14 August, 2017
A lumbar nerve block, also known as a lumbar sympathetic block, is a treatment commonly used for pain that results from cancer, spinal problems, neurological disorders and shingles, or herpes zoster affecting the lower extremities. Depending on the condition and the physician, a lumbar nerve block can be done as an outpatient or inpatient procedure and may or may not require the use of sedation. While the patient is lying on his stomach, local anesthesia is used to numb the lower back area. Small gradual amounts of long acting local anesthetic are then injected into the nerve until symptom relief is achieved.
Following a lumbar nerve block, you may experience pain at the sites of the injections. In addition, according to the Pain Clinic website, a small number of patients experience genitofemoral neuralgia, which is pain that radiates into the groin area. It is believed that this side effect is a result of temporary bruising of the nerve as the needle passes by on it's way to the spine. Most individuals with this side effect will recover within six weeks, and the pain from the bruising can be relieved by prescription medication for nerve pain. Several other kinds of pain can occur as a side effect of a lumber nerve block including neuropathic pain, which results from injury to a nerve, and dull cramping, known as sympathalgia, which is usually temporary.
Following a lumbar nerve block, patients may experience minor bleeding at the site of injections. Additionally if, during the procedure, the needle accidentally injures the veins that lead to the heart, internal bleeding may occur and can require medical attention. Occasionally, a hematoma, or pooling of blood, in or around the injection site may occur and if large enough, will require medical attention. Any bleeding will likely be identified through radiological imaging that is performed during the procedure.
Aside from pain due to injury to nerves, a lumbar nerve block can also cause other neurological side effects including a headache, which results from loss of spinal fluid during the injection. This side effect usually subsides in a day or two with rest. A lumbar nerve block can also cause low blood pressure if a nerve that creates the impulse that controls blood pressure is injured. Men who have a bilateral nerve block are also at risk of impotence due to nerve damage; however, this rarely occurs.
Paraplegia, or paralysis of the lower limbs, is a rare side effect of lumbar nerve blocks caused by the accidental injection of the pain reliever into a major artery. The arteries run through the body and the medication will make it's way down to the legs, temporarily paralyzing them. In very rare circumstances, this condition can be permanent.

◆ **Assignment**
Mark each statement yes or no against the article on lumbar nerve blocks, and quote the exact words of the article that decide it.
1. A headache caused by the block usually clears up in a day or two with rest.
2. Most people who get genitofemoral neuralgia recover within three months.
3. The patient lies face up during the procedure.

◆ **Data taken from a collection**
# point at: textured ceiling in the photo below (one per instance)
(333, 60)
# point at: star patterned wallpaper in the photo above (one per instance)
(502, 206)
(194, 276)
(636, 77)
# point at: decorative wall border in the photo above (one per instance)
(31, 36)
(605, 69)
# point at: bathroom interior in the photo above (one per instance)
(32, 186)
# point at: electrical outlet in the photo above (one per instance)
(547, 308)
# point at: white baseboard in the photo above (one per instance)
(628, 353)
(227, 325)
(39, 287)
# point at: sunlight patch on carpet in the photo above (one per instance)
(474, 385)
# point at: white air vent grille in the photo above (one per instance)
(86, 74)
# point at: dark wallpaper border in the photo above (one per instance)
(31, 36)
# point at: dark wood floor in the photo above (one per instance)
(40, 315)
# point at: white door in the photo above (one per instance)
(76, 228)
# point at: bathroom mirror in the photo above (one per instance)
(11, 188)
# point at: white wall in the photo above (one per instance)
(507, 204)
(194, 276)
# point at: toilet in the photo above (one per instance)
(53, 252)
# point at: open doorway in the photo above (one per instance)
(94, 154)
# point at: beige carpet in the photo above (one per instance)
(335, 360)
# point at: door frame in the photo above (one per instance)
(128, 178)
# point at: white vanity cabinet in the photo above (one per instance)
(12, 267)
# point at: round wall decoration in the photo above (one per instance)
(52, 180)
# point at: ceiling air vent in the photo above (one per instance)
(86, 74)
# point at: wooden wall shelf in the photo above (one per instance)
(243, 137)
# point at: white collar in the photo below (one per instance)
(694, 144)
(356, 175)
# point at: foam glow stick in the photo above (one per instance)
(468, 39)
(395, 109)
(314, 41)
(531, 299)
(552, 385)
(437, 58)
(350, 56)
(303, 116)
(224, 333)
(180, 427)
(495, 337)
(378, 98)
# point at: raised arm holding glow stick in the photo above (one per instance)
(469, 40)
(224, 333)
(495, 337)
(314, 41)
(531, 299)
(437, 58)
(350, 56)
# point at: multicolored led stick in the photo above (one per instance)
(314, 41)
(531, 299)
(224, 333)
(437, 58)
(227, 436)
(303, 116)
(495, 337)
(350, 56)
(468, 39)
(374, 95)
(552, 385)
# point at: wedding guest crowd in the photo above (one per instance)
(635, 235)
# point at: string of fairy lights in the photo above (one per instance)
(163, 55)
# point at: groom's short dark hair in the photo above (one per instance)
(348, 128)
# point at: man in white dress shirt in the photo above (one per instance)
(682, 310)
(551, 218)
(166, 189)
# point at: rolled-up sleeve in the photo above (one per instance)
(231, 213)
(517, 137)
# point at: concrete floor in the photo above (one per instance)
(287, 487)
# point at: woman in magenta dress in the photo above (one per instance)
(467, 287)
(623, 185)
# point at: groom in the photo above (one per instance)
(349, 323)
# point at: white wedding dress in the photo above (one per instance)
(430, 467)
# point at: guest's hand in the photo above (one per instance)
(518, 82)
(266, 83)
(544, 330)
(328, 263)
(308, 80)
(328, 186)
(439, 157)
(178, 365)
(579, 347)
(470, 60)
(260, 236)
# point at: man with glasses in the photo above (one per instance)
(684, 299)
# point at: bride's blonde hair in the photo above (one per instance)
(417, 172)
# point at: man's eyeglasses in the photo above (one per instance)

◆ **Response for this exercise**
1. Yes: "This side effect usually subsides in a day or two with rest."
2. No: "Most individuals with this side effect will recover within six weeks"
3. No: "While the patient is lying on his stomach"